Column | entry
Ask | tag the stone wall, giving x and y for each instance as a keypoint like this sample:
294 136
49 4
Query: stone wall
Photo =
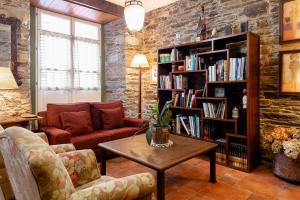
160 28
18 101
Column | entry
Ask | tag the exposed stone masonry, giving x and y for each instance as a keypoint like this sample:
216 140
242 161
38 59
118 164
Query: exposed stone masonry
18 101
181 17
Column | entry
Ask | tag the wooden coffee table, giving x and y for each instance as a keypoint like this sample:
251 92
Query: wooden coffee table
136 149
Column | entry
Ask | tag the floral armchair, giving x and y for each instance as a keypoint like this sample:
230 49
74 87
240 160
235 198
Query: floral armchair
37 172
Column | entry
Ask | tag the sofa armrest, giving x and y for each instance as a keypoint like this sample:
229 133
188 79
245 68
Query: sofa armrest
81 166
42 122
57 136
130 187
136 122
62 148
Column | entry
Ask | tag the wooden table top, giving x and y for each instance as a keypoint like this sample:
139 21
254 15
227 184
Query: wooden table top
136 149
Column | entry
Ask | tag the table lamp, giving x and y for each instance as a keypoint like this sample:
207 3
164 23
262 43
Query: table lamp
7 82
140 61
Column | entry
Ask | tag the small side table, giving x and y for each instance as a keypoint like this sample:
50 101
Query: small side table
19 121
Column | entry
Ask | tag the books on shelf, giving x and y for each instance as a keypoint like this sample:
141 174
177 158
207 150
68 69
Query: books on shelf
180 82
237 69
193 62
165 82
188 124
212 110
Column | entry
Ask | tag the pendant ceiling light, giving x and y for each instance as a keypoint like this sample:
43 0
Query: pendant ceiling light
134 13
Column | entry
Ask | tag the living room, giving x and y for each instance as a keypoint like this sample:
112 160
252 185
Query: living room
161 99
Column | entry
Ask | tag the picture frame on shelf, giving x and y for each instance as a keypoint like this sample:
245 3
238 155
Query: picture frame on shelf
153 80
289 21
289 72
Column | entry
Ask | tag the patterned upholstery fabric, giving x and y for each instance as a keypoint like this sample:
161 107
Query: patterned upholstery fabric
37 172
81 165
130 187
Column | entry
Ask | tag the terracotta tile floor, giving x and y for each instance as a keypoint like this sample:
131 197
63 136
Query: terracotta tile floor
189 181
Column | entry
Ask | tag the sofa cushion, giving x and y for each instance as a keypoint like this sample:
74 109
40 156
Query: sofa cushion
112 118
54 110
96 107
91 140
76 123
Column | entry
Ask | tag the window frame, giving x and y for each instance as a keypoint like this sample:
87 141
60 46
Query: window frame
72 20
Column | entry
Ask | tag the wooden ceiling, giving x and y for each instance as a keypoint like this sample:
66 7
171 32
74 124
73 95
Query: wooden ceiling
98 11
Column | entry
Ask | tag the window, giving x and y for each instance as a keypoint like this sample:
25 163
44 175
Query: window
68 60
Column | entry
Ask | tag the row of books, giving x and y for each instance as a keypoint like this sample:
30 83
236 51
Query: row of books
214 110
165 82
219 71
237 69
188 124
180 82
189 100
237 153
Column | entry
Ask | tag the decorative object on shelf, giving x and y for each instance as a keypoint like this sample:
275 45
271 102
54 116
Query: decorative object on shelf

※ ※ ※

**Required task:** Extract every line of the data exactly; pictures stay out.

**Output:**
Column | entry
Ask | tag the stone wall, giving x and y for each instance as a keypoint like this sample:
294 136
49 4
Query: stone wall
Photo =
160 28
18 101
Column | entry
Ask | tag the exposed stone masonry, giving x and y for each instance as a keypoint like this sample:
216 140
242 161
38 59
118 164
Query: exposed stone masonry
18 101
181 17
Column | entry
Ask | tag the wooden coffee table, giving x and y for each instance as a keypoint like this sample:
251 92
Query: wooden coffee table
136 149
Column | entry
Ask | tag the floral armchair, giving x and y for each instance as a keypoint like this sample:
230 49
74 87
240 160
235 198
Query: floral armchair
37 172
Column | entry
Ask | tag the sofa armrest, giving x and y for each instance as a keypoint like this sample:
229 133
188 79
245 68
Query: sofa armrest
81 166
42 122
57 136
130 187
136 122
62 148
Column | entry
Ask | tag the wooden table top, giving x and y for each instance as a keypoint like this sample:
139 21
254 15
227 184
Query: wooden table top
136 149
Column | entry
Ask | tag the table lamp, giving x and y for each instance as a keypoint like this sample:
207 3
164 23
262 43
Query: table lamp
7 82
140 61
Column | entry
Ask | tag the small side table, giving x and y for each instance as a keypoint like this sample:
50 101
Query: small side table
19 121
Column | entry
Ask | tag the books on shelf, giving x and y for each instance as a keypoint like this sample:
141 174
177 158
207 150
68 69
Query: books on shelf
180 82
237 69
193 62
165 82
188 124
212 110
Column | entry
Ask | tag the pendant ceiling light, giving x and y for each instance as a keypoint like this sample:
43 0
Query: pendant ceiling light
134 13
Column | entry
Ask | tag the living room, giving x and y for each instance as a keypoint like this sample:
112 160
252 185
Query: living room
161 99
Column | entry
Ask | tag the picture frame on shelf, giving x and y for each instance as a keypoint like this sample:
245 3
238 155
Query: picture frame on shelf
153 80
289 21
289 72
Column | entry
Ask | tag the patterned upholstery fabric, giving x and y for each instance as a keypoint like this sample:
161 107
Query: patterned upholstery fabric
37 172
81 165
130 187
Column | entry
Ask | tag the terracotta tile floor, giving x and y for each instance as a keypoint like this sample:
131 197
63 136
Query: terracotta tile floor
189 181
Column | entry
Ask | tag the sofa cushion, giving x and y for each instance as a keypoint like this sample:
74 109
40 156
Query: sofa cushion
112 118
54 110
96 107
91 140
76 123
Column | entry
Ask | tag the window frame, giving x and y for each instance as a keypoint like this sample:
87 141
60 46
Query: window frame
72 20
Column | entry
Ask | tag the wooden ceiling, giving x and y for each instance as a keypoint like this sample:
66 7
171 32
74 124
73 95
Query: wooden ceiling
98 11
Column | entry
Ask | tag the window, giving x and y for each instance as a keypoint like this sample:
25 163
44 175
Query: window
68 60
Column | entry
Ask | tag the row of books, giving x and y for each instance as a keypoint like this sample:
30 83
236 51
Query: row of books
214 110
165 82
219 71
237 69
188 124
180 82
189 100
237 153
Column | entry
Ask | tag the decorative object on shelf, giving x and y for each instance as a keypoint like this sample:
275 45
271 102
54 116
Query: decorative object on shelf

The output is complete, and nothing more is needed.